Labeled-object pointing entries:
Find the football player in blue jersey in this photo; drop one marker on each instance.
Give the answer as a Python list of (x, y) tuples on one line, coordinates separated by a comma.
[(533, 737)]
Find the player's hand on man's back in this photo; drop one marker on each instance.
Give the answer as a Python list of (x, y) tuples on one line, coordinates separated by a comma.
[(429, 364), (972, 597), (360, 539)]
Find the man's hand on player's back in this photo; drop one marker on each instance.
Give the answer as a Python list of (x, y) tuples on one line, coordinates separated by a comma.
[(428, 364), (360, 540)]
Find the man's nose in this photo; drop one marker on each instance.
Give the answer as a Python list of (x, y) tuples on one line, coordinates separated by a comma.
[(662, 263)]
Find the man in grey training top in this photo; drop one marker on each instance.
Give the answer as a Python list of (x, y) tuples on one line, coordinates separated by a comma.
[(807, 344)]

**YOUR OBJECTIVE**
Rewrite the listing from the line containing "Find the player's" through its end, swapping "marker" for "point" and changing nothing else.

**SOLVED EXERCISE**
Find the player's hand on man's back in this photo; drop one point on each instance.
Give the answer as a Python list of (x, y) tuples on one line, coordinates separated by a comma.
[(429, 364), (972, 597), (360, 539)]
Find the man's hand on player's back in this photo; drop one point on each instance.
Give the answer as a Python list of (x, y) tuples on one line, coordinates separated by a comma.
[(428, 364), (360, 540)]
Find the man's nose in this photo; drop one point on each instance.
Give the answer as a Python list of (x, y) tuples on one line, coordinates separated by a comma.
[(662, 263)]
Find the man in grey training top in this photo; drop one point on each instance.
Give the answer as a Python list of (x, y) tuples on one line, coordinates separated by a comma.
[(807, 344)]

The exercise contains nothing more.